## [Assignment]
What you return must be every line from the beginning of the data through the line holding "TARGET: towel ring", unchanged.

Referring expression data
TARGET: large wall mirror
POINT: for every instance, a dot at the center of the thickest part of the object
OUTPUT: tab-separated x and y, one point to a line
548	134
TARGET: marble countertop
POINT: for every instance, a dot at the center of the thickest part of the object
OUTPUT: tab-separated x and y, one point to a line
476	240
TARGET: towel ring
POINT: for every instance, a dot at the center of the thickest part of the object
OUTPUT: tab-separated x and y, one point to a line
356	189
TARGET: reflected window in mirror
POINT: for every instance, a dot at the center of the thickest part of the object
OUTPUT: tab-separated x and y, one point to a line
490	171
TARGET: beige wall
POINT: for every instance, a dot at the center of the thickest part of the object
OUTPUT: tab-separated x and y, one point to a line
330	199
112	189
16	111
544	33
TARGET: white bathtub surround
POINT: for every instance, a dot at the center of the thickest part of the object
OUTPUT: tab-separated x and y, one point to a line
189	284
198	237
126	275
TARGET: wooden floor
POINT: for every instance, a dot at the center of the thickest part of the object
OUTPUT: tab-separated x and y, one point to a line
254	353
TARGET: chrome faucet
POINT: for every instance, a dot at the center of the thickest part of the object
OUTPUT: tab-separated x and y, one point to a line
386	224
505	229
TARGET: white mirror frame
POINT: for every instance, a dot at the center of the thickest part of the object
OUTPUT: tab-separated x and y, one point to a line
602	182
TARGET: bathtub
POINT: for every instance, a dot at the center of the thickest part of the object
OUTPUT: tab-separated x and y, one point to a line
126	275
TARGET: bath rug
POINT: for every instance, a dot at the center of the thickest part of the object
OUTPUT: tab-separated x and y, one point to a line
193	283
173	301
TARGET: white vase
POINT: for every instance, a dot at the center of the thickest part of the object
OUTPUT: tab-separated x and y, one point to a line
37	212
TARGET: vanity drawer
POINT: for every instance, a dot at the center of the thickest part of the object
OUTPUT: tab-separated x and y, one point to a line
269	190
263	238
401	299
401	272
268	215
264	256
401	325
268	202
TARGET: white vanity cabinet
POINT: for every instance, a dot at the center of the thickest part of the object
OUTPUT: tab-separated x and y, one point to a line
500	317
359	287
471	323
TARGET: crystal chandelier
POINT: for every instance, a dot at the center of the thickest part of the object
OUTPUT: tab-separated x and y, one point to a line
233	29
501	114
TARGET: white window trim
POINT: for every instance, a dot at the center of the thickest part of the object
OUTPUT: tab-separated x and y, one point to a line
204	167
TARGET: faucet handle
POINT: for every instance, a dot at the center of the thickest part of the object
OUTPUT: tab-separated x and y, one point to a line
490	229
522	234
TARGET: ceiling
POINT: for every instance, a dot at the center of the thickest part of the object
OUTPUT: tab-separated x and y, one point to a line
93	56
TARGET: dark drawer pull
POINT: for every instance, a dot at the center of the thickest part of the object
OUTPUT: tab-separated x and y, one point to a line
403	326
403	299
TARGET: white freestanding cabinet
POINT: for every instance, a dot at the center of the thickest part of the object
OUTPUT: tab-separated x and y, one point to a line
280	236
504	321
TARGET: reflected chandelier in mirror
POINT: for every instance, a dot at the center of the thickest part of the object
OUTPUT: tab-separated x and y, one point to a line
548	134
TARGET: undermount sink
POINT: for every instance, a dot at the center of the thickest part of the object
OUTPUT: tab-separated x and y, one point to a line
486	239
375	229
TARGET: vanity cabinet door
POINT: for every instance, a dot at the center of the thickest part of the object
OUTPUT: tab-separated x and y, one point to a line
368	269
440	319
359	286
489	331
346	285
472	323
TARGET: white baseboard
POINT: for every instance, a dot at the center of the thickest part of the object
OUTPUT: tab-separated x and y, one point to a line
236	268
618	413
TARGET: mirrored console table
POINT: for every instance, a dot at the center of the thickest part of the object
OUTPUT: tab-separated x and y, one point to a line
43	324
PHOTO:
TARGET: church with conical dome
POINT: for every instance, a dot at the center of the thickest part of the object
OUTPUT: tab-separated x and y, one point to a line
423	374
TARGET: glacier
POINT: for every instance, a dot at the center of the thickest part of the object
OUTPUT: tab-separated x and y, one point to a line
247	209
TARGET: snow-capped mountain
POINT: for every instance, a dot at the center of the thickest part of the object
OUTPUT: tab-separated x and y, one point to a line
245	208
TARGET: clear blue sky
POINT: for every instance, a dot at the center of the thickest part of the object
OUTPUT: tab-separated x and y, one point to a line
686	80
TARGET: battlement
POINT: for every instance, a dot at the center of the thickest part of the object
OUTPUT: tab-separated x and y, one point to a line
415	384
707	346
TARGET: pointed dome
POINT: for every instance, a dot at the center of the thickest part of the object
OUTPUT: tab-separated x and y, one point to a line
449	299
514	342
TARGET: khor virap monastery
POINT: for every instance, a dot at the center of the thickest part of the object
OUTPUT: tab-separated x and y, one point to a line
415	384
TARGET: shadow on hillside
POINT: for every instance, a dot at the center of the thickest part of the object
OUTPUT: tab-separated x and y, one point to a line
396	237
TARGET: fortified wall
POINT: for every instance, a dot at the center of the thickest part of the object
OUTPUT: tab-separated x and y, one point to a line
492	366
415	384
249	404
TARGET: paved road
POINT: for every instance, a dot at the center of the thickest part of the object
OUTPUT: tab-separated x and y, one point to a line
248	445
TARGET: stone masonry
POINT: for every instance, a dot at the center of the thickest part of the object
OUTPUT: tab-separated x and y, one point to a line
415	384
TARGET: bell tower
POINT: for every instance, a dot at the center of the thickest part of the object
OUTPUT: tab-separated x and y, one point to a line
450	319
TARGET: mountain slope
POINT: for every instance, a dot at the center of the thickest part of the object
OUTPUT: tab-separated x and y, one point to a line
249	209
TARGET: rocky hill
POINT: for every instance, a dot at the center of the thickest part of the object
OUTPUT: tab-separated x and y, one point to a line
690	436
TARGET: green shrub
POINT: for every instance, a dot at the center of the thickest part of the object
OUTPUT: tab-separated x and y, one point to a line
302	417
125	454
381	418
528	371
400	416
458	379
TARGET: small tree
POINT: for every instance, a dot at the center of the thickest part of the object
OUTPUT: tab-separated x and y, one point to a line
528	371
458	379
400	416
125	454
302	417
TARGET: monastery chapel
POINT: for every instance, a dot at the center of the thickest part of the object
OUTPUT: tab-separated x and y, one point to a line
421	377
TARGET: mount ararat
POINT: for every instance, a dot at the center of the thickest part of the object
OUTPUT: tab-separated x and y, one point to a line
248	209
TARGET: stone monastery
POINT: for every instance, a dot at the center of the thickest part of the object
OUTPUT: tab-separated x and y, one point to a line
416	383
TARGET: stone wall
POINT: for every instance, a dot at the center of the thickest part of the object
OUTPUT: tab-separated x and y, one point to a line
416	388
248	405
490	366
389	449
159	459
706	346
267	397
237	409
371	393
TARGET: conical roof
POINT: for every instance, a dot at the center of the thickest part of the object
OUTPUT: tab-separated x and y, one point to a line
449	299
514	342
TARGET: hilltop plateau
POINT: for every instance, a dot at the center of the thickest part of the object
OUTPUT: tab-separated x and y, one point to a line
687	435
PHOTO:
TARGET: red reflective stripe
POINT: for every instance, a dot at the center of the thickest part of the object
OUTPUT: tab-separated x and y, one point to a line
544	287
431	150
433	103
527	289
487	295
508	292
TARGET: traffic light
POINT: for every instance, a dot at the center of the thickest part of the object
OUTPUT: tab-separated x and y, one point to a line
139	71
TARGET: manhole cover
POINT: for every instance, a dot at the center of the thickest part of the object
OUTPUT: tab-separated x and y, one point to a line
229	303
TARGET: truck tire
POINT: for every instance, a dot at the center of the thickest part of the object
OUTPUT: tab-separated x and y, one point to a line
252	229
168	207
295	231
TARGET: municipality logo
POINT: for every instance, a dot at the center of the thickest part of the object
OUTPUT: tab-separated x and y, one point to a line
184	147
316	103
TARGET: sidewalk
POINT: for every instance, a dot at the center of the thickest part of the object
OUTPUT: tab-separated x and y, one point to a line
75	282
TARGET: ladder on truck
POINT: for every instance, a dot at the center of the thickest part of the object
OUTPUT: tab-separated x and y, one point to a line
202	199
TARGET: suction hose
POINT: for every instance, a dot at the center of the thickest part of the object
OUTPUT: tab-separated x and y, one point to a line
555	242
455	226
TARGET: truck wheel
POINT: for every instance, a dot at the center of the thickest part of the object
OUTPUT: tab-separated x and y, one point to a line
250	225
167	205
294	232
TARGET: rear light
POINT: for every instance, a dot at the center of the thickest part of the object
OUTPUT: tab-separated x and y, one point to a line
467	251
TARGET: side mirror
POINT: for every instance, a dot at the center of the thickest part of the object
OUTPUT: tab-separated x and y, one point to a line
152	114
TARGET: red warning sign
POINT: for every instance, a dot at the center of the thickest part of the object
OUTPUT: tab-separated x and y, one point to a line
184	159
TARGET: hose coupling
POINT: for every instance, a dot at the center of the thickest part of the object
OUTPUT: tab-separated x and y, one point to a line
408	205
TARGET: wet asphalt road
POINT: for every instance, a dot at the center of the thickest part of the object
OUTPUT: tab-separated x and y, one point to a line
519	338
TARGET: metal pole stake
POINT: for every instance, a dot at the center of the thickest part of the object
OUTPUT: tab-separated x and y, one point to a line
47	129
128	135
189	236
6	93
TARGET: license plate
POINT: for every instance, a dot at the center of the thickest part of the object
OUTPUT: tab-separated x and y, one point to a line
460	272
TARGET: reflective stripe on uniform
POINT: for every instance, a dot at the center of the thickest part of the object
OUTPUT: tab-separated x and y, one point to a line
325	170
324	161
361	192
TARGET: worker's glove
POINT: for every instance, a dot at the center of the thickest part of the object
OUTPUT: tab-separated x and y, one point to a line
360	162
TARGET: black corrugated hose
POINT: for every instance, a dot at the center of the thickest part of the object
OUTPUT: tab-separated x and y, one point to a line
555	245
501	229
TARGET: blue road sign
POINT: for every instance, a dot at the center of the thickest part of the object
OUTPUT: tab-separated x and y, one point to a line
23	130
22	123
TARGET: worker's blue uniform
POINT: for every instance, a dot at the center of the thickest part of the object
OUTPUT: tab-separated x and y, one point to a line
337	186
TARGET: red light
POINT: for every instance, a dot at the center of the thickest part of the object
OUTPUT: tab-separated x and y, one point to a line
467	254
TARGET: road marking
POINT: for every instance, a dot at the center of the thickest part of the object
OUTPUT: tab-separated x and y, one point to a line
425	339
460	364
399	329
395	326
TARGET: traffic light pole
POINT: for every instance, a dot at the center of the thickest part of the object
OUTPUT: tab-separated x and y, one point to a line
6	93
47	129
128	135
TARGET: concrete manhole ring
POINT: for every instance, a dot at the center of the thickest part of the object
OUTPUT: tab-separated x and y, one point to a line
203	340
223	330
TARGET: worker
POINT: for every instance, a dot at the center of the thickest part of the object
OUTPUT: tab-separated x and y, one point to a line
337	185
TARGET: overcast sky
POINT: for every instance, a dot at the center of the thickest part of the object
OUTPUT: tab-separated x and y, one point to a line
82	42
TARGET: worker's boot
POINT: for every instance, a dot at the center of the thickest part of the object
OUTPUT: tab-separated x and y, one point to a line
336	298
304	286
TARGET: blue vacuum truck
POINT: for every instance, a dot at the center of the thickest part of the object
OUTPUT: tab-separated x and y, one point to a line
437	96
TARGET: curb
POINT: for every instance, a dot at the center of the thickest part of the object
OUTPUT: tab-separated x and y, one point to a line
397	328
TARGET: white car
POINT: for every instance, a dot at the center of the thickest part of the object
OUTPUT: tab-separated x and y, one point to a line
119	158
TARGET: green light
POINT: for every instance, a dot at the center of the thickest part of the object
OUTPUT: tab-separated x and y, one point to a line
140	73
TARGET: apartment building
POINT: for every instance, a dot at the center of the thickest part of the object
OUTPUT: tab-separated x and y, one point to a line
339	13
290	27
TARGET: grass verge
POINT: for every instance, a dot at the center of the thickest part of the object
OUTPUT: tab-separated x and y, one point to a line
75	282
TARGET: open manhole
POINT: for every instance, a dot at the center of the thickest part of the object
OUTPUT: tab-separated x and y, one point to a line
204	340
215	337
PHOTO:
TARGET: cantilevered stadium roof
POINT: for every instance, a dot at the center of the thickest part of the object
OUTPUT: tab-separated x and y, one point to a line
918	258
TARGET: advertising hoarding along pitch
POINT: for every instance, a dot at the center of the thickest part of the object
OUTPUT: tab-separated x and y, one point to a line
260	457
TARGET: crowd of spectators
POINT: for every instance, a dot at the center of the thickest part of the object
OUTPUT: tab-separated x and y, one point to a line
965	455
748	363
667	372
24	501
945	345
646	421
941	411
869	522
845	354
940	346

## [Finished task]
TARGET: large wall mirror
POINT: for every instance, a dot at the center of the thickest part of the object
OUTPUT: tab-separated x and y, one point to a line
548	134
TARGET: marble countertop
POINT: for every instance, a dot at the center of the thickest part of the object
OUTPUT: tab-separated x and y, one point to a line
476	240
TARGET: towel ring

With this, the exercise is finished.